En las caravanas por el país, vi en los ojos de nuestra
gente la esperanza y el deseo de retomar aquel modelo que empezó a corregir las
desigualdades y dio oportunidades a quienes nunca las tuvieron. Ya a principios
de 2018 las encuestas señalaban que yo vencería las elecciones en primera
vuelta.
Era necesario impedir mi candidatura a toda costa. La
Lava Jato, que fue telón de fondo en el golpe del impeachment, atropelló plazos
y prerrogativas de la defensa para condenarme antes de las elecciones. Habían
grabado ilegalmente mis conversaciones, los teléfonos de mis abogados y hasta
el de la presidenta de la República. He sido objeto de una conducción coercitiva
ilegal, verdadero secuestro. Me volcaron mi casa, voltearon mi colchón, tomaron
celulares y hasta tablets de mis nietos.
Nada han encontrado para incriminarme: ni conversaciones
de bandidos, ni maletas de dinero, ni cuentas en el exterior. A pesar de todo,
fui condenado en un plazo récord, por Sergio Moro y el TRF-4, por “actos
indeterminados” sin que encontraran ninguna conexión entre el apartamento que
nunca fue mío y supuestos desvíos de Petrobras. El Supremo me negó una justa
petición de habeas corpus, bajo presión de los medios, del mercado y hasta de
las Fuerzas Armadas, como confirmó recientemente Jair Bolsonaro, el mayor
beneficiario de aquella persecución.

# MATERIAL PROPORCIONADO
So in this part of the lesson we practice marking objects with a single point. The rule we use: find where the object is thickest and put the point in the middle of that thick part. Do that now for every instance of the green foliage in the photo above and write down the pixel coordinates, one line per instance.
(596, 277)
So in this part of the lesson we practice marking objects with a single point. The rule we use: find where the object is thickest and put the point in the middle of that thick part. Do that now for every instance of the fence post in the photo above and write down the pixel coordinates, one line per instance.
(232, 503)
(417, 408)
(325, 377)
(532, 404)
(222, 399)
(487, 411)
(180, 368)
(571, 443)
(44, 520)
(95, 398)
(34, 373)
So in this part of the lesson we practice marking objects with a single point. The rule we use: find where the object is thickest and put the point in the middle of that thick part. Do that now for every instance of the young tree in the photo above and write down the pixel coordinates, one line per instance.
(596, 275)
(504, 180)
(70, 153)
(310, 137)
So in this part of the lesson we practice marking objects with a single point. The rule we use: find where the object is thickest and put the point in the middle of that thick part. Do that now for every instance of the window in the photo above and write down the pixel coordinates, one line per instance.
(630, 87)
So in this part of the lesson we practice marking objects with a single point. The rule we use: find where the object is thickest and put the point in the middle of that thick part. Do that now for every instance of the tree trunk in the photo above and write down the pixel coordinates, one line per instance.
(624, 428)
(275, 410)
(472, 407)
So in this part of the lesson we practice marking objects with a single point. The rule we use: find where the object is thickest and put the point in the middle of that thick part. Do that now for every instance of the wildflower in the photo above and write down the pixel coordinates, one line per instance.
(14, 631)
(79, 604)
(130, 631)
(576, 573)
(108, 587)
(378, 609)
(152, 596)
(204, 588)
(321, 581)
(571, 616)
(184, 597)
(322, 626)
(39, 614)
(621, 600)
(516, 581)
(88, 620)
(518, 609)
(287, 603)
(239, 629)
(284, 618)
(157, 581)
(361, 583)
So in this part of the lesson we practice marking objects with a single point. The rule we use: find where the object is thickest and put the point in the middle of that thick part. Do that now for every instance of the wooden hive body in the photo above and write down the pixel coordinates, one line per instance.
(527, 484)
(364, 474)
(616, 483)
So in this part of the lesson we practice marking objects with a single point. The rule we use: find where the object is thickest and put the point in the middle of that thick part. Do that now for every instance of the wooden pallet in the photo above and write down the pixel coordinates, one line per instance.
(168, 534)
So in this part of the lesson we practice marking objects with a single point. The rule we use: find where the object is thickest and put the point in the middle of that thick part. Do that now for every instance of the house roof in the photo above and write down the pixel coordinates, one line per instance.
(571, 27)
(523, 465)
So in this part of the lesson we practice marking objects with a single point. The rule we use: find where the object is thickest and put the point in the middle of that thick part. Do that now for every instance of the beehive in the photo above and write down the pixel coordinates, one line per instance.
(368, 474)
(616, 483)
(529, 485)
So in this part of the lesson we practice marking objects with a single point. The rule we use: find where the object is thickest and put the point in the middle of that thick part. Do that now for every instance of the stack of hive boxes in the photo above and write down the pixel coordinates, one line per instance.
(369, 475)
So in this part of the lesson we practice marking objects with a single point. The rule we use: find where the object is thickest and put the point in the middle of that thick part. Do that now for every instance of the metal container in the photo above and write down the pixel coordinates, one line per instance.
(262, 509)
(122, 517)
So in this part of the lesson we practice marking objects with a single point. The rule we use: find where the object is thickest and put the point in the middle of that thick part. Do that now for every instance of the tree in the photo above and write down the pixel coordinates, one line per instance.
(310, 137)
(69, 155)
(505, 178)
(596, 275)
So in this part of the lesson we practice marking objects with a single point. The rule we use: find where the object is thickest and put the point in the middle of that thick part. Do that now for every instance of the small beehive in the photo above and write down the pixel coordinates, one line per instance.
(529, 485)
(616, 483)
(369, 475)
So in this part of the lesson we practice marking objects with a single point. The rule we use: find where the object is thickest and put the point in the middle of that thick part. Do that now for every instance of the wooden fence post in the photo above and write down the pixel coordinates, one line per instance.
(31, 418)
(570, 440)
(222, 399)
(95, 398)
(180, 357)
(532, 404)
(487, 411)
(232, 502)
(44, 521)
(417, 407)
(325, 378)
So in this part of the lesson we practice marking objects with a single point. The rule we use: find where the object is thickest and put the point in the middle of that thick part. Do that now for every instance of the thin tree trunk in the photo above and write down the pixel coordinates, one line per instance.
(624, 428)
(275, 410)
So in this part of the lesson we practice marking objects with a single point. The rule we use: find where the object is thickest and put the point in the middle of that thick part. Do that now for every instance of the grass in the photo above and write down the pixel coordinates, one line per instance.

# INSTRUCCIÓN ESCRITA 1
¿Quiénes dictaron la condena, según el texto sobre la persecución judicial?
# INSTRUCCIÓN ESCRITA 2
Reanuda el texto sobre la persecución judicial a partir de su última oración.
Los ítems no guardan relación con el texto sobre la persecución judicial.

# RESPUESTA 1
Sergio Moro y el TRF-4.

# RESPUESTA 2
Mi candidatura fue prohibida contrariando la ley
electoral, la jurisprudencia y una determinación del Comité de Derechos Humanos
de la ONU para garantizar mis derechos políticos. Y, aún así, nuestro candidato
Fernando Haddad tuvo expresivas votaciones y sólo fue derrotado por la
industria de mentiras de Bolsonaro en las redes sociales, financiada por una
caja 2 hasta con dinero extranjero, según la prensa.
Los más renombrados juristas de Brasil y de otros países
consideran absurda mi condena y apuntan a la parcialidad de Sergio Moro,
confirmada en la práctica cuando aceptó ser ministro de Justicia del presidente
que él ayudó a elegir con mi condena. Todo lo que quiero es que apunte una
prueba siquiera contra mí.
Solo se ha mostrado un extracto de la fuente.